Kafein tüketmek Alzheimer ihtimalini azaltabilir mi?
Yeni yapılan bir araştırma gün boyunca orta miktarda kafein tüketimiyle bunama riskinin arasında ilişki buldu.
Yeni bir araştırma, kafein alımı ile Alzheimer hastalığının omurilik sıvısı belirteçleri arasında bir bağlantı olduğunu doğruladı.
Daha önce yapılan araştırmaların çoğu, çay ve kahve tüketimine ilişkin gözlemsel çalışmalara veya meta-analizlere odaklanmıştı. Kafein tüketiminin yol açtığı biyolojik değişiklikler hakkında nispeten az bilgi toplanmıştı.
Fransa’daki araştırmacıların Alzheimer’s & Dementia adlı dergide yeni yayınlanan çalışmasına göre 2010-2015 yılları arasında hafif bilişsel bozukluğu veya Alzheimer hastalığı olan hastaları değerlendiren çalışmanın verileri incelendi.
Çalışmada 70 yaş üstü 263 katılımcının analizlerine yer verildi. Temel klinik değerlendirme ve vücutlarının her gün aldığı kafein miktarını değerlendirmek için kahve, çikolata, çay ve soda gibi yiyecek ve içeceklerin tüketimine dair ayrıntılı bir anket içeriyordu. Gönüllülerin ayrıca MRI taramaları yapıldı ve kan ve beyin omurilik sıvısı örnekleri alındı.
Günde ortalama 200 miligramın biraz üzerinde kafein tüketenler ‘düşük’ kafein grubuna ayrılırken, daha fazla tüketenler ise yüksek kafein tüketicileri olarak değerlendirildi.
Aradaki fark, günde bir kutu enerji içeceği veya bir iki fincan kahve içmekle, sırasıyla birkaç kutu veya fincan kahve içmek arasındaki farka denk geliyor. Bu ayrım, bunamaya neden olacak patolojiyi tanımlamayı etkiliyor.
Ekip, yüksek kafein tüketimine kıyasla düşük kafein tüketiminin, zayıf hafızayla birlikte hafif bilişsel gerileme riskinin daha yüksek olmasıyla ilişkili olduğunu buldu.
Öte yandan, düşük kafein tüketim grubundakilerin, zayıf hafızalı hafif bilişsel bozukluk veya Alzheimer tanısı alma olasılığı yaklaşık 2,5 kat daha fazlaydı.

**Alıştırma 1**
Kafein ve Alzheimer metninde, katılımcılara verilen ankette örnek olarak sayılan yiyecek ve içecekleri sıralayın.
**Alıştırma 2**
Kafein ve Alzheimer metnini son cümlesinden sonra kaldığı yerden devam ettirin.
Aşağıdaki kayıtların kafein ve Alzheimer metniyle bir ilgisi yoktur.

**Veri kümesi içeriği**
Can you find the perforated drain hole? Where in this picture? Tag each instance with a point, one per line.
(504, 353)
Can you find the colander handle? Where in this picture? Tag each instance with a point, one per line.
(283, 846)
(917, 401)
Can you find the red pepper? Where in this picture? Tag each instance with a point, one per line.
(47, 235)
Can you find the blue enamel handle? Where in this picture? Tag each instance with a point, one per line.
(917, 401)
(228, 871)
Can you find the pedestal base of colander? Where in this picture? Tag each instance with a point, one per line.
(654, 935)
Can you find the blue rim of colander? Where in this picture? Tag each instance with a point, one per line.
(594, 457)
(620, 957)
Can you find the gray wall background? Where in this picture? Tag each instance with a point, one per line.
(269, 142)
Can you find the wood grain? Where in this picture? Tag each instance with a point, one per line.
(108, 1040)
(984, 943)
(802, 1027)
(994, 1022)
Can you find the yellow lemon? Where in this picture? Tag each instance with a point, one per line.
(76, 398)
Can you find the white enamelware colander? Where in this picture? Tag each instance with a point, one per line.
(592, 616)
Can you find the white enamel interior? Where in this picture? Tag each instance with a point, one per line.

**Görev çıktısı 1**
Kahve, çikolata, çay, soda

**Görev çıktısı 2**
Daha az kafein tüketen kişilerde beyin omurilik sıvısındaki spesifik protein seviyeleri bir araya getirildiğinde, beyindeki beta-amiloid proteinlerinin kümelenmesinin arttığı ve bunun da Alzheimer semptomlarından sorumlu nörodejenerasyonun biyolojik bir özelliği olduğu ortaya çıkıyor.
Tüketilen kafein miktarı, Alzheimer semptomları kötüleştikçe beyin dokusunda giderek biriktiği bilinen tau proteininin seviyelerini etkilemiyor gibi görünüyor. Tau proteini nöronlarda bulunan ve nöronların hücre iskeletini oluşturan mikrotübüllerin düzenlenmesinde rol oynayan bir protein olarak tanımlanıyor.
Kafeinin beyindeki tau proteinleri üzerindeki etkilerine dair araştırmalar sınırlı olsa da bir laboratuvar çalışması, proteinin toksik kümeler halinde ‘dolaşmasına’ neden olan kimyasal aktiviteyi azaltabileceğini gösterdi. Ancak bunun Alzheimer vakalarında olup olmadığı henüz net değil.
Son araştırma, yaşlı bireylerin kafein alışkanlıklarına dair yalnızca birkaç veriye dayanıyor, dolayısıyla kişilerin gençliğinde ya da orta yaşında tükettiği kafein miktarının bunamanın ortaya çıkmasını nasıl etkilediği hakkında çok az şeyi açıklıyor.